Collected data

================================

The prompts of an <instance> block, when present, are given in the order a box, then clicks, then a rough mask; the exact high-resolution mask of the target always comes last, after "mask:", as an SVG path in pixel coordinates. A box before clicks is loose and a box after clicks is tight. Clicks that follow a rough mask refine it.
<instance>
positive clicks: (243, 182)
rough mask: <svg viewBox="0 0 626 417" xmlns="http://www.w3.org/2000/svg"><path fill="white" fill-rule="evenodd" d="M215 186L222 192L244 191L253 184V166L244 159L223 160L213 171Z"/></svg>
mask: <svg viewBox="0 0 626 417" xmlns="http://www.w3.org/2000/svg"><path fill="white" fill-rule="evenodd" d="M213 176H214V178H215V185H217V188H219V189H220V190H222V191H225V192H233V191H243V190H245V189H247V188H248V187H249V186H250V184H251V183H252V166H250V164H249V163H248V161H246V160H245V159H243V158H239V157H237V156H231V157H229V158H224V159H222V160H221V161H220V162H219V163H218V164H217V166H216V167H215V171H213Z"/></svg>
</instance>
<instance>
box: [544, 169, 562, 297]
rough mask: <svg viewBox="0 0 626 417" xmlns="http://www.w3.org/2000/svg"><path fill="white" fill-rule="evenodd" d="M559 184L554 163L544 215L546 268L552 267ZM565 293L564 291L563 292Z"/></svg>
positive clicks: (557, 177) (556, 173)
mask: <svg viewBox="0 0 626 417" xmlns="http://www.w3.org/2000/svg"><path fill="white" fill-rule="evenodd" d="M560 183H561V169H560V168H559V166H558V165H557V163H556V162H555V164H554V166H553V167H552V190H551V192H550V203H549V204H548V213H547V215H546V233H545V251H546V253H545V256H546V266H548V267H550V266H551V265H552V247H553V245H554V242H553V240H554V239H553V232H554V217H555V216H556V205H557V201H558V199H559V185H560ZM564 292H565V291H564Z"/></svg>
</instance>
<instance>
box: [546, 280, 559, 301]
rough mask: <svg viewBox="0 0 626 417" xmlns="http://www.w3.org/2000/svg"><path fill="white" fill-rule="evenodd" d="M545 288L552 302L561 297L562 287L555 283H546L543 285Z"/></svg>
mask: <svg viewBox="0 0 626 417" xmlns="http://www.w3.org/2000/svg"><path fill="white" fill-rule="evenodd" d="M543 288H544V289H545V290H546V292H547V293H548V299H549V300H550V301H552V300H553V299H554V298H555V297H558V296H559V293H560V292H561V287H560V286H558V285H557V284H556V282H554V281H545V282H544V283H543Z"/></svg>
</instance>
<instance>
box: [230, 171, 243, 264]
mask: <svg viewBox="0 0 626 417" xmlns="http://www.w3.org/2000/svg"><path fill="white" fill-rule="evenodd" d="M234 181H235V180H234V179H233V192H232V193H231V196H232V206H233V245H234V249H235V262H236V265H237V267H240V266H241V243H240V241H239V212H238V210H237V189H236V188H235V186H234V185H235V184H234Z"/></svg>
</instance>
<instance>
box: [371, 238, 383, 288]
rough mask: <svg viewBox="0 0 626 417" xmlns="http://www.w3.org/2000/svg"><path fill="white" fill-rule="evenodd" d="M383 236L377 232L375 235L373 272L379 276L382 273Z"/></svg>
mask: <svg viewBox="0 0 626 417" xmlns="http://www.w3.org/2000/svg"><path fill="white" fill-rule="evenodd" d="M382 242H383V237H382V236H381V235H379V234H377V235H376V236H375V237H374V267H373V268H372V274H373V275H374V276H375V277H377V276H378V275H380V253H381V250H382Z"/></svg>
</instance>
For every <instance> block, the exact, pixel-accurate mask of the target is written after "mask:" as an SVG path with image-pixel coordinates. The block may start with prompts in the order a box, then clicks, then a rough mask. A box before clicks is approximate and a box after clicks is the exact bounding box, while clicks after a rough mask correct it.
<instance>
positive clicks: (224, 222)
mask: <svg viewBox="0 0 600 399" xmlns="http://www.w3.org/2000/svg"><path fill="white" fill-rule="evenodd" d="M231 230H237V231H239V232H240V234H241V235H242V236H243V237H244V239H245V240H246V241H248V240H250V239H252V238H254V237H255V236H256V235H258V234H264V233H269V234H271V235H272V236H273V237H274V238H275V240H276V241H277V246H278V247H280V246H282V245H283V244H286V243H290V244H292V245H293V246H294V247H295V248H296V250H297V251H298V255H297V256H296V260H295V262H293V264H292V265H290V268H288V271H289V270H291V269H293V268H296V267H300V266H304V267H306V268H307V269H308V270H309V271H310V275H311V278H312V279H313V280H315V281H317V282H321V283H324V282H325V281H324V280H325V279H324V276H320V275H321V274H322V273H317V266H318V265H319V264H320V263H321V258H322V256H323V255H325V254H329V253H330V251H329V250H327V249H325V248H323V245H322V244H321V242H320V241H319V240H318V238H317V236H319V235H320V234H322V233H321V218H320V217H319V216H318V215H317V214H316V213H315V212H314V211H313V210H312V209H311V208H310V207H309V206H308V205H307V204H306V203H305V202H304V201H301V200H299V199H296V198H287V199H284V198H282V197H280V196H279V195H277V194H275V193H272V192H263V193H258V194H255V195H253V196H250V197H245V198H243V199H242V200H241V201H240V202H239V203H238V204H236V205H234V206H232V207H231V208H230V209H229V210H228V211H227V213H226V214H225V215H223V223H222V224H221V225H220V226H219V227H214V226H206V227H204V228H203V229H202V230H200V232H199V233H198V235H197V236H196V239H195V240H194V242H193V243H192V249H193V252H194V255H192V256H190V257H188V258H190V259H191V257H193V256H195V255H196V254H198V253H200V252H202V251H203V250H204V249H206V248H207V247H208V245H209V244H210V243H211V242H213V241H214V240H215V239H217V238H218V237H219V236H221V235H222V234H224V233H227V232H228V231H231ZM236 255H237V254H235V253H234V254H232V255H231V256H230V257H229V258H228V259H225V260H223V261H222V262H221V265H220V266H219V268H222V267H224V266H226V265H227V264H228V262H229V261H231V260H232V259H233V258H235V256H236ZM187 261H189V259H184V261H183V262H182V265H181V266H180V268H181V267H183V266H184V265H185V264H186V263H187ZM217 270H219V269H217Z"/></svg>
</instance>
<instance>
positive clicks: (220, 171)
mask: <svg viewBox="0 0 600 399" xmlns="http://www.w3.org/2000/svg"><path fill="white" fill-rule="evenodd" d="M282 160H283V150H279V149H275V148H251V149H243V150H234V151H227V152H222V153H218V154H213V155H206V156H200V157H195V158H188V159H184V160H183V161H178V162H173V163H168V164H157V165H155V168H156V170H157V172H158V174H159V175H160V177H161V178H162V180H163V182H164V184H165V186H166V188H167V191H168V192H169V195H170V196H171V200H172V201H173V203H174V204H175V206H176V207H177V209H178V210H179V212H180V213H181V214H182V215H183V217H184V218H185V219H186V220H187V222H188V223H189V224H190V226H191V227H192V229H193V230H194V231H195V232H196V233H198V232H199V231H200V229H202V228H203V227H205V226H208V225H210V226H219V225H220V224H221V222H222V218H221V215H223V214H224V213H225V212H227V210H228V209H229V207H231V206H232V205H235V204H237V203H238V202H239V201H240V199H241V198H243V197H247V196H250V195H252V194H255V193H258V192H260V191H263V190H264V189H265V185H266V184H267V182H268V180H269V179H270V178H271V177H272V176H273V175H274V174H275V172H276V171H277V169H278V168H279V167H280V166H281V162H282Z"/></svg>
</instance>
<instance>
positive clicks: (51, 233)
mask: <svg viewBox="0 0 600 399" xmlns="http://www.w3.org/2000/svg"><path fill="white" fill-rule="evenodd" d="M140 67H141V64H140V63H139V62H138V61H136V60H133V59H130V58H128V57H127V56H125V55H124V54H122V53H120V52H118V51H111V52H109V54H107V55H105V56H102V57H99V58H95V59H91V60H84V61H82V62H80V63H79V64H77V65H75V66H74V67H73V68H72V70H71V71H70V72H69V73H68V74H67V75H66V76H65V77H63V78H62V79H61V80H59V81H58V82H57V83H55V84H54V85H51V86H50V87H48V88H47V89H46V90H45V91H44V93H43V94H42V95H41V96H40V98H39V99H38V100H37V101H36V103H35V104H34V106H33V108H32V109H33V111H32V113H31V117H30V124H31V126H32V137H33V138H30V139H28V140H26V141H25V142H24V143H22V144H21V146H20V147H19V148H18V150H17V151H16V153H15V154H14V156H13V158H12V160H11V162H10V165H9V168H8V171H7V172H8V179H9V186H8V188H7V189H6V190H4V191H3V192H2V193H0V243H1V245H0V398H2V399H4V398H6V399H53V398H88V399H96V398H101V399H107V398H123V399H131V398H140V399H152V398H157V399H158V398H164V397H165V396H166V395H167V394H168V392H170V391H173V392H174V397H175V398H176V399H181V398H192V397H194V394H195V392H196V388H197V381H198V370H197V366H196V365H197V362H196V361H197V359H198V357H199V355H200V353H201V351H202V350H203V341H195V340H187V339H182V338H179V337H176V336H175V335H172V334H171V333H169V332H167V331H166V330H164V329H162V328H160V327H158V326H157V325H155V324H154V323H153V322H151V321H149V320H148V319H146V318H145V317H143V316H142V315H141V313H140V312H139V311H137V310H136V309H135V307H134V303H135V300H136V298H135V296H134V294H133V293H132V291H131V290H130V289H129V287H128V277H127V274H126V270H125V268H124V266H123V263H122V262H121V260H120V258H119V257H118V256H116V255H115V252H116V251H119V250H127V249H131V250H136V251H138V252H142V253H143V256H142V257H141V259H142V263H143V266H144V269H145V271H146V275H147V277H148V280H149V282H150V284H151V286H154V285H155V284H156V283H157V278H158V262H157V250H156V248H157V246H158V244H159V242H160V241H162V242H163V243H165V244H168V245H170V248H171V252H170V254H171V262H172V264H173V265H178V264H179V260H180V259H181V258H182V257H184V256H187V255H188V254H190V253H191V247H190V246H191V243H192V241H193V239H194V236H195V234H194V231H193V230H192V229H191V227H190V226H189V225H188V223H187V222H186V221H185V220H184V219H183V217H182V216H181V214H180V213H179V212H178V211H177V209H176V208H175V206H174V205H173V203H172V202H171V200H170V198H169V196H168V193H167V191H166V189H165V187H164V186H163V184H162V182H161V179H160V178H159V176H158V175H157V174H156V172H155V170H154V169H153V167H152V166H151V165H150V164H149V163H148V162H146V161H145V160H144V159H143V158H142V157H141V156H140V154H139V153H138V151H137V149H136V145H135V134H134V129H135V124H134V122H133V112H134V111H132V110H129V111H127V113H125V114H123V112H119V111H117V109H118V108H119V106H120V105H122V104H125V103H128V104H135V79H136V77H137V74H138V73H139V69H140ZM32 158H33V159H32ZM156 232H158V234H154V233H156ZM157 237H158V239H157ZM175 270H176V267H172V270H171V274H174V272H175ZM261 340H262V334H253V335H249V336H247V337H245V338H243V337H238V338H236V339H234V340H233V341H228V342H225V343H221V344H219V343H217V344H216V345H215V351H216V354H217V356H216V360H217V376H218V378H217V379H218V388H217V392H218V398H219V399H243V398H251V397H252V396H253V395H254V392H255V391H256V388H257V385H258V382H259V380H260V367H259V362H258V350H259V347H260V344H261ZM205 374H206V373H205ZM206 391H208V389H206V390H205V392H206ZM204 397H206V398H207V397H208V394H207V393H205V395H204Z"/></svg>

================================

EXERCISE –
Gather every line of the material above that contains the word "after".

EXERCISE SOLUTION –
The prompts of an <instance> block, when present, are given in the order a box, then clicks, then a rough mask; the exact high-resolution mask of the target always comes last, after "mask:", as an SVG path in pixel coordinates. A box before clicks is loose and a box after clicks is tight. Clicks that follow a rough mask refine it.
For every <instance> block, the exact, pixel-accurate mask of the target is written after "mask:" as an SVG path with image-pixel coordinates. The block may start with prompts in the order a box, then clicks, then a rough mask. A box before clicks is approximate and a box after clicks is the exact bounding box, while clicks after a rough mask correct it.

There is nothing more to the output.